## [Requirement]
Convert the lines from the one containing "Wildlife camera triggered. A low" through the one containing "(0, 0), (1280, 254)", both included, into a JSON list of strings with one string per line, omitting any blank lines.

## [Supplied records]
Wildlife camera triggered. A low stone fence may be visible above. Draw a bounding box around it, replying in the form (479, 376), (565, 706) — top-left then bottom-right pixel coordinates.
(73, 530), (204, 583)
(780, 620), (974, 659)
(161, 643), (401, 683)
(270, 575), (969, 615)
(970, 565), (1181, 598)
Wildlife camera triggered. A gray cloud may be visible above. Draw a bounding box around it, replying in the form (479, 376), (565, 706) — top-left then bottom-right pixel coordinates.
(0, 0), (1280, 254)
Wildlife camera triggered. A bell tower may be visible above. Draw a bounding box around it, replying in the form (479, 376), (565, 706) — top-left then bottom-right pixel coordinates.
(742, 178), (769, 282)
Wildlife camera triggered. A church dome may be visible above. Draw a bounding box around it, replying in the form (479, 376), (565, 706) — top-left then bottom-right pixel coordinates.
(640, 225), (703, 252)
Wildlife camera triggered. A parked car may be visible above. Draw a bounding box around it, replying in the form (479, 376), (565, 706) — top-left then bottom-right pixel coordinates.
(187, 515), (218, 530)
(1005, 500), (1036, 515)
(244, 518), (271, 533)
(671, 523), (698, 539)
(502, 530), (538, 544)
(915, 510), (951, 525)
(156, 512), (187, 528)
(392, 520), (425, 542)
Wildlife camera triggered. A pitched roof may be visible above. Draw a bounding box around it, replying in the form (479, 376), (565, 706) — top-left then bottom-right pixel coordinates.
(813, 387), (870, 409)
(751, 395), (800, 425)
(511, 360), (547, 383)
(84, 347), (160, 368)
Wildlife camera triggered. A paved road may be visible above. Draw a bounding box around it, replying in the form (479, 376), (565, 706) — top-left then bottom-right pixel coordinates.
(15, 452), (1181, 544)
...
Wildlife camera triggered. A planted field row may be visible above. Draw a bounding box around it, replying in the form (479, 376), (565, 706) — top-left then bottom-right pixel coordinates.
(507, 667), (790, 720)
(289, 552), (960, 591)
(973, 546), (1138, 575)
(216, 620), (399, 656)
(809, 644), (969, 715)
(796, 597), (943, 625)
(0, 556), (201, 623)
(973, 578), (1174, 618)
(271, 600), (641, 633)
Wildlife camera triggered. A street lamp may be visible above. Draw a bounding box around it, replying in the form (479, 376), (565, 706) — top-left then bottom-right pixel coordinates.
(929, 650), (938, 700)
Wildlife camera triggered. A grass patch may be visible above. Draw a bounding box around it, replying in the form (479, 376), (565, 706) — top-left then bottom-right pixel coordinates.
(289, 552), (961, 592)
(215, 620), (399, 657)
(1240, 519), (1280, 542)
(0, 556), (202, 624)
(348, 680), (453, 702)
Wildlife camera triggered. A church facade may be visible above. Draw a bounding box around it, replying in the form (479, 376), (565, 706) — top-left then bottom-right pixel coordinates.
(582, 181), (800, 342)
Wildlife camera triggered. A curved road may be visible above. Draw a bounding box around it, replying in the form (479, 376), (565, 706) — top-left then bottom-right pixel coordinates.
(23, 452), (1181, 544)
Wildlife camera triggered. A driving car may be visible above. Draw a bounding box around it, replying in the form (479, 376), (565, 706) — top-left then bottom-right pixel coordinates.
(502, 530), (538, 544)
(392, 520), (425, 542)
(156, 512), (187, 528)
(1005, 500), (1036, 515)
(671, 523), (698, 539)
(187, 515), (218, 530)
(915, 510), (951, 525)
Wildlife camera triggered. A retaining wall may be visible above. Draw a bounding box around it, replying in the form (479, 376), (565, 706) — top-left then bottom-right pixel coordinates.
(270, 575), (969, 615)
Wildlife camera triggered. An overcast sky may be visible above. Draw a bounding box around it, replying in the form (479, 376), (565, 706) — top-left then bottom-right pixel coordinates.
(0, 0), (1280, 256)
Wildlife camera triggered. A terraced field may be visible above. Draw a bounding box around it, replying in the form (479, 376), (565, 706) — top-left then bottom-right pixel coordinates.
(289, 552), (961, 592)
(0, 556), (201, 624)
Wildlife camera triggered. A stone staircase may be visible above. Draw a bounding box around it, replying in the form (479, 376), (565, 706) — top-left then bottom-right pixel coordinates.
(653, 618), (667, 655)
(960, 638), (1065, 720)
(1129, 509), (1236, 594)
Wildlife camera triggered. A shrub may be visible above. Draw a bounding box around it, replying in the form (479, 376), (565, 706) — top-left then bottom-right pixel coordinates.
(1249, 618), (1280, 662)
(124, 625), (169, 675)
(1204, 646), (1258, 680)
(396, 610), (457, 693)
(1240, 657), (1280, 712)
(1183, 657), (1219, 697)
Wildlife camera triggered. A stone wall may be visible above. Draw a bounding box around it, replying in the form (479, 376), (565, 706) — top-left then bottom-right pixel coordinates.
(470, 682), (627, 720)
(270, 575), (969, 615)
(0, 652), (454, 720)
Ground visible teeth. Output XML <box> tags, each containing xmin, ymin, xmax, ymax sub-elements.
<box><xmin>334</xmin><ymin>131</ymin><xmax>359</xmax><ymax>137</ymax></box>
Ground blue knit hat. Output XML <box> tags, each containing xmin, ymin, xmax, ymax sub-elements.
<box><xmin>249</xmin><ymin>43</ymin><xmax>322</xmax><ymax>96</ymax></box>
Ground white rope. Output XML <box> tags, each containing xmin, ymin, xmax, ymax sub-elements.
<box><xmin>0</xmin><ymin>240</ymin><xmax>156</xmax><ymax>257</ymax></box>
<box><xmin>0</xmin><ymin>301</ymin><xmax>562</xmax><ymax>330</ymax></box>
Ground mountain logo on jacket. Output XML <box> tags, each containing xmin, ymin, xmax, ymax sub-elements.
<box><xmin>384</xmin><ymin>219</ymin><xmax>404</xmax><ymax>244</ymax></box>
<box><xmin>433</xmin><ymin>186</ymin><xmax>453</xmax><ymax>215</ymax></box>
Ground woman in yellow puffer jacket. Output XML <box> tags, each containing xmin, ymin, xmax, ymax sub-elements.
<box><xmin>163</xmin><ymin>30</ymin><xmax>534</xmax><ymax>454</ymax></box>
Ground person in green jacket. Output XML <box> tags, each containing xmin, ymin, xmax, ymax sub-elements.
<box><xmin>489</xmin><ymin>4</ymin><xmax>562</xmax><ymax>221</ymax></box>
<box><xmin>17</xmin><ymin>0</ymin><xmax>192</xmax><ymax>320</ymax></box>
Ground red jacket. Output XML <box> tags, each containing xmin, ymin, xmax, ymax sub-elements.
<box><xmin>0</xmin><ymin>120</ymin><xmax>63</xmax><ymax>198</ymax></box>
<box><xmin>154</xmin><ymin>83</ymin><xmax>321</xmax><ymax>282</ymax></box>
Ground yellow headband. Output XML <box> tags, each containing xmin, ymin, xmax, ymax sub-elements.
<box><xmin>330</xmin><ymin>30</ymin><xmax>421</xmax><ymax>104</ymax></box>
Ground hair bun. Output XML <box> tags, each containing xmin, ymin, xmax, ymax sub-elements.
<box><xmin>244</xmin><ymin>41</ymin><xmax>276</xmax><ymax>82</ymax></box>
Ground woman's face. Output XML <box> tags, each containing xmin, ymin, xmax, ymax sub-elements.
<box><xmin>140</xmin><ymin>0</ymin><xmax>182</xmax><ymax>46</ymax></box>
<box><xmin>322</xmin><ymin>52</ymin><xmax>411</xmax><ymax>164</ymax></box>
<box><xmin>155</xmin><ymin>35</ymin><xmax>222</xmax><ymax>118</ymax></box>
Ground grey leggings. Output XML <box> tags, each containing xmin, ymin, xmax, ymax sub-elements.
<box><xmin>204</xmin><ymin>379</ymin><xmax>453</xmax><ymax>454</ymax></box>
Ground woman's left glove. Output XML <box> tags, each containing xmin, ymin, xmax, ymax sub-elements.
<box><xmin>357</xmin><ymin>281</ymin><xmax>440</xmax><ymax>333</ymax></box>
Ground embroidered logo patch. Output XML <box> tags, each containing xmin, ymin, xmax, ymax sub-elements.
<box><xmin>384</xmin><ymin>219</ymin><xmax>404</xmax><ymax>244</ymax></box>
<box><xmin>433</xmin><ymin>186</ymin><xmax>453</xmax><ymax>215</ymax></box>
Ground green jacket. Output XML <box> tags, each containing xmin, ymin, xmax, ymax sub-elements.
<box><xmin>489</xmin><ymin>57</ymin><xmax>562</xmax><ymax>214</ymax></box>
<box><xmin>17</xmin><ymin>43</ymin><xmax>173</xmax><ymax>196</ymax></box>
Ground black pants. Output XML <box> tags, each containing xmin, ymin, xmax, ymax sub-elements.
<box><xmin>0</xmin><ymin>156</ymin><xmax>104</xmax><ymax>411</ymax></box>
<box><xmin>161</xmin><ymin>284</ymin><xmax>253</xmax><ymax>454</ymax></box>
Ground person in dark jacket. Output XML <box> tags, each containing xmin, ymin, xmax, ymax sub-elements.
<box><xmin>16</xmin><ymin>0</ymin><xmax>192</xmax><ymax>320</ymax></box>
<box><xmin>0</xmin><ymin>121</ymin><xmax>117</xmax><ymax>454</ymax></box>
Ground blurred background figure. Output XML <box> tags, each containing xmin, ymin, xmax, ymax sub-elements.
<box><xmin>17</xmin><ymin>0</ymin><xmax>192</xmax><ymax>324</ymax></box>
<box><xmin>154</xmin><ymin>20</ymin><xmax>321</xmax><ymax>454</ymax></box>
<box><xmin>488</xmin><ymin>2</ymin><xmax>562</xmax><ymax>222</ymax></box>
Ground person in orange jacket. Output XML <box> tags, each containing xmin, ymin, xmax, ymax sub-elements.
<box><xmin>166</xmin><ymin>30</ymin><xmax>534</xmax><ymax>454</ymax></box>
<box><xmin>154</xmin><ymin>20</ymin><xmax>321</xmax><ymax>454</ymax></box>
...
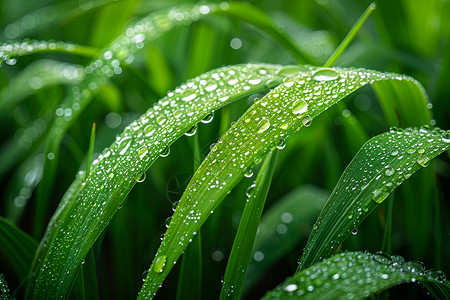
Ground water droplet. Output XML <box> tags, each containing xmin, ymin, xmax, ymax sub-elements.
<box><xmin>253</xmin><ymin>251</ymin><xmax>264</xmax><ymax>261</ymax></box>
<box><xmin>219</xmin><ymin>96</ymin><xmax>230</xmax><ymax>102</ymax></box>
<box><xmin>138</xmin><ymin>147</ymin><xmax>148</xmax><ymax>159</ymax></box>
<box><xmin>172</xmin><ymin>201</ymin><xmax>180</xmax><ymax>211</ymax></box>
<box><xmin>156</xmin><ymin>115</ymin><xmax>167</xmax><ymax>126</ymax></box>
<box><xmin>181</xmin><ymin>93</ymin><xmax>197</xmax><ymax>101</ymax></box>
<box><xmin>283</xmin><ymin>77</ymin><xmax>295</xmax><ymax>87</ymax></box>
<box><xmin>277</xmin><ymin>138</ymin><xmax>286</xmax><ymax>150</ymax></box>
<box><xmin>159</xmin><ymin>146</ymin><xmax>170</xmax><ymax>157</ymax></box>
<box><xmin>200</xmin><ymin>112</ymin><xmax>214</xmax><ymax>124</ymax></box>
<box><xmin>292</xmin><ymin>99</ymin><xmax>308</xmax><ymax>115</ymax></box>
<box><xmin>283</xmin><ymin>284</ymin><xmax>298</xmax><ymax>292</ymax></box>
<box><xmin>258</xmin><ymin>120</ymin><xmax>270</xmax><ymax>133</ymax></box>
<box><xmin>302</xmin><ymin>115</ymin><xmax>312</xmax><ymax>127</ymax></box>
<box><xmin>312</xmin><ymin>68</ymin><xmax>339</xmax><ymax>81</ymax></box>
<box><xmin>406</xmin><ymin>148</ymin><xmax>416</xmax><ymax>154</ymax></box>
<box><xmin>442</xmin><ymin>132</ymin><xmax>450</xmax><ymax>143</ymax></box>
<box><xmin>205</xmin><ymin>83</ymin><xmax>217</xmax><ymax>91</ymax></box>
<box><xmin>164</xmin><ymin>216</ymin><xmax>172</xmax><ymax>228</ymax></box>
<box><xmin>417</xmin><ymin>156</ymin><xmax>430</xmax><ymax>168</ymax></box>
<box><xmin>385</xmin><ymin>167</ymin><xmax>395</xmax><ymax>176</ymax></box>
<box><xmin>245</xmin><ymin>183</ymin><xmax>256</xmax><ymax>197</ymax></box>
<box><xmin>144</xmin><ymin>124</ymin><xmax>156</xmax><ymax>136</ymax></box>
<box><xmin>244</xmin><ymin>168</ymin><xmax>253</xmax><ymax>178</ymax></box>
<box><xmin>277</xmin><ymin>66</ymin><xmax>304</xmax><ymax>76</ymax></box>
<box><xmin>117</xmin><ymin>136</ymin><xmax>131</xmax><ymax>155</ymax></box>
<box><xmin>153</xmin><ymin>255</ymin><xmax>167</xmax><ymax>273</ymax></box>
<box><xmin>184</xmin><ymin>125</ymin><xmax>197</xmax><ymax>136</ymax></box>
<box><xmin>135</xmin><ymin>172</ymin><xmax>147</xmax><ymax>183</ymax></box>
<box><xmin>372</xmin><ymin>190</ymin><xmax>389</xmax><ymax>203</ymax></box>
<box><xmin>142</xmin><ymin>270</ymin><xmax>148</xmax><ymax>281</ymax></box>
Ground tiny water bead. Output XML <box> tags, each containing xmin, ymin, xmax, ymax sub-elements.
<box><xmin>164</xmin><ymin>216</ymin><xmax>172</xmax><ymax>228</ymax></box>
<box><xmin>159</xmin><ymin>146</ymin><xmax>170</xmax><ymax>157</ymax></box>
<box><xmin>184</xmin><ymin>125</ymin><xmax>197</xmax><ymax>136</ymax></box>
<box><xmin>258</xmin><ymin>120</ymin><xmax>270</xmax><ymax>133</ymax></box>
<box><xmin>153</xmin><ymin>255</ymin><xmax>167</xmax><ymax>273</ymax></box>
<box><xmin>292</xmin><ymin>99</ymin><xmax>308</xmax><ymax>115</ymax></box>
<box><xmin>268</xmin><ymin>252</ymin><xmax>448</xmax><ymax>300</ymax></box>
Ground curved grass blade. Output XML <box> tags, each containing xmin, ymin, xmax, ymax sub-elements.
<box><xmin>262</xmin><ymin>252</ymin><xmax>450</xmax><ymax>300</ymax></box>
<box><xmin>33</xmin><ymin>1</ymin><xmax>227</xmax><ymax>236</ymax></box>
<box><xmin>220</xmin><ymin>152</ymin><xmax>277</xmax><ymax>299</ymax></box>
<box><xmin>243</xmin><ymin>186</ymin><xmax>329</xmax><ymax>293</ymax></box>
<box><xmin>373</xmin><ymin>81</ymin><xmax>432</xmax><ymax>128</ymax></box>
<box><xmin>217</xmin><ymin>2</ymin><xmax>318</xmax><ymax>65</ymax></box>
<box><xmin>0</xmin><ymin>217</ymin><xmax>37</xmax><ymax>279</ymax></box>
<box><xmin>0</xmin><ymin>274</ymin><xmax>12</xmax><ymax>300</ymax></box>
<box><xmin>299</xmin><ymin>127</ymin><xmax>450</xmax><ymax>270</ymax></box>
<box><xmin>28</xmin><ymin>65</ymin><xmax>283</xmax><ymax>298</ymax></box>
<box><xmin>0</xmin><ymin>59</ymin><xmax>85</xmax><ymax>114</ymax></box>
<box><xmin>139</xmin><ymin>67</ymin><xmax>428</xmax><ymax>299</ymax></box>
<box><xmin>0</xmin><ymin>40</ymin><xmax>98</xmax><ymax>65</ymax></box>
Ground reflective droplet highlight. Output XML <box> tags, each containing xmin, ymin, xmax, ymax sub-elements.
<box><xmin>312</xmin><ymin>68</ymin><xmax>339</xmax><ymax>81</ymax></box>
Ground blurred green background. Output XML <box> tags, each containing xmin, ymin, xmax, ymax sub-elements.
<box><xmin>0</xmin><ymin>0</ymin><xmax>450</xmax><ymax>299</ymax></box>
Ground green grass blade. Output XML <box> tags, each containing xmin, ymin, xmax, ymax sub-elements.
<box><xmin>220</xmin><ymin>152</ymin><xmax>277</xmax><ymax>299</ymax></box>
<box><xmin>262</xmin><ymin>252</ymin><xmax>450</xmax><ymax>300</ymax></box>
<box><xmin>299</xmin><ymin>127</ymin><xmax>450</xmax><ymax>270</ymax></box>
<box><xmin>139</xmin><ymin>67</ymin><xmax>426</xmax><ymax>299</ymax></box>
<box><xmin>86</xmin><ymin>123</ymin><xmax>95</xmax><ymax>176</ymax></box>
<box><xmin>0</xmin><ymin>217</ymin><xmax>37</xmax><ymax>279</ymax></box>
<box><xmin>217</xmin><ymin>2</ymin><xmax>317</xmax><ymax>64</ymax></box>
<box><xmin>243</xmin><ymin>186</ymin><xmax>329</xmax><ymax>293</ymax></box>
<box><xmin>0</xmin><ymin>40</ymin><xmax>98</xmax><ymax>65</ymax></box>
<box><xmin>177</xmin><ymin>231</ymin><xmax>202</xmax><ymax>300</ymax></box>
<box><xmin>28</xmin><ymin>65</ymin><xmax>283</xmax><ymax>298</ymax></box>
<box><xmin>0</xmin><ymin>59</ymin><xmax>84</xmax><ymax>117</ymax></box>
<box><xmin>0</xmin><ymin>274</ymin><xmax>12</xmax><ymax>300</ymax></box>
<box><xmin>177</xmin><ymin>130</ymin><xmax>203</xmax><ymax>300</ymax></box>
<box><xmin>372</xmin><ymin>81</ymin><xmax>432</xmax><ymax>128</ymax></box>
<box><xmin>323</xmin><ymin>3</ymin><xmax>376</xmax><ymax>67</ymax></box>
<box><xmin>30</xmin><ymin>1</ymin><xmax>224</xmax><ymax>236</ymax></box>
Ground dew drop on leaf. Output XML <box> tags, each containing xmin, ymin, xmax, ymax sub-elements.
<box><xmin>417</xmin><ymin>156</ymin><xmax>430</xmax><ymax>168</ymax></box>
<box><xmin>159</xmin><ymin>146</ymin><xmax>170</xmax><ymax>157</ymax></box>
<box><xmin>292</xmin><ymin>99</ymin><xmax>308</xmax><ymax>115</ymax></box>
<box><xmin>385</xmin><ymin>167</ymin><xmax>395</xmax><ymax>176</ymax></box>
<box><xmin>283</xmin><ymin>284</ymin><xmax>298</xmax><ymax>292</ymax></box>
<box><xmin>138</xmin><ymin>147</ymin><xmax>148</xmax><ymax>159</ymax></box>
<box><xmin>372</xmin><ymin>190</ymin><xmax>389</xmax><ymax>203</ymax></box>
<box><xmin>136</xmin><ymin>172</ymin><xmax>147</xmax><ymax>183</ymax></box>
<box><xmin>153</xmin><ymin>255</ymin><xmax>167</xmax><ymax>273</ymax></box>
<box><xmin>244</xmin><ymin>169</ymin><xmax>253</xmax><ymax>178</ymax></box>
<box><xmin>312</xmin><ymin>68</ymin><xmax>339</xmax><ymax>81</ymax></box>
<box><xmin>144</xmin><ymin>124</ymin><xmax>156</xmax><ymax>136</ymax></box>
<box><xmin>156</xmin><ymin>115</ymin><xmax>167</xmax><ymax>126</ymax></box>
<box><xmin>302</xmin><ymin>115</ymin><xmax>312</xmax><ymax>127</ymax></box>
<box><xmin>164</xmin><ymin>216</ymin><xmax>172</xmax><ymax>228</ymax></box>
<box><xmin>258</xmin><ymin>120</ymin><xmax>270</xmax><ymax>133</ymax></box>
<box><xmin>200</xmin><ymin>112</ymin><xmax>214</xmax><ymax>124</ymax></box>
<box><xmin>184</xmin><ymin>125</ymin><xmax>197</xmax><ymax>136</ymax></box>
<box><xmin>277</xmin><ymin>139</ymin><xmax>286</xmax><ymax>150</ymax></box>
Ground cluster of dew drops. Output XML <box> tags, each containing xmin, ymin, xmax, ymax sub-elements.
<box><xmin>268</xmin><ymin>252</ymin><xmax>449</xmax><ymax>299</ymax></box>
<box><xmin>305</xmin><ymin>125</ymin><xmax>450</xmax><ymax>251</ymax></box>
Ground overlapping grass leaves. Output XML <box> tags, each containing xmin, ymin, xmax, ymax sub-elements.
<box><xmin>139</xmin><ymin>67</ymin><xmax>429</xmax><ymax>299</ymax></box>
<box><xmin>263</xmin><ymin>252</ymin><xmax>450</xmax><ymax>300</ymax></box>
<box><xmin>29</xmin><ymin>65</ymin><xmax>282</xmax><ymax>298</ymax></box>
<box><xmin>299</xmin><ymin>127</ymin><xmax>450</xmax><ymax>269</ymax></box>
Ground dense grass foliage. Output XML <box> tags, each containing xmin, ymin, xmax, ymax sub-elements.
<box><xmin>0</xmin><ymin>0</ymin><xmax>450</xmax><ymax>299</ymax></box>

## [Problem solution]
[
  "Wildlife camera triggered. A low stone fence may be visible above. Draw a bounding box around it, replying in the form (479, 376), (565, 706) — top-left then bottom-right pixel coordinates.",
  "(73, 530), (204, 583)",
  "(780, 620), (974, 659)",
  "(161, 643), (401, 683)",
  "(270, 575), (969, 615)",
  "(970, 565), (1181, 598)",
  "Wildlife camera triggered. A gray cloud may be visible above. Draw a bounding box around it, replying in the form (479, 376), (565, 706) — top-left then bottom-right pixel coordinates.",
  "(0, 0), (1280, 254)"
]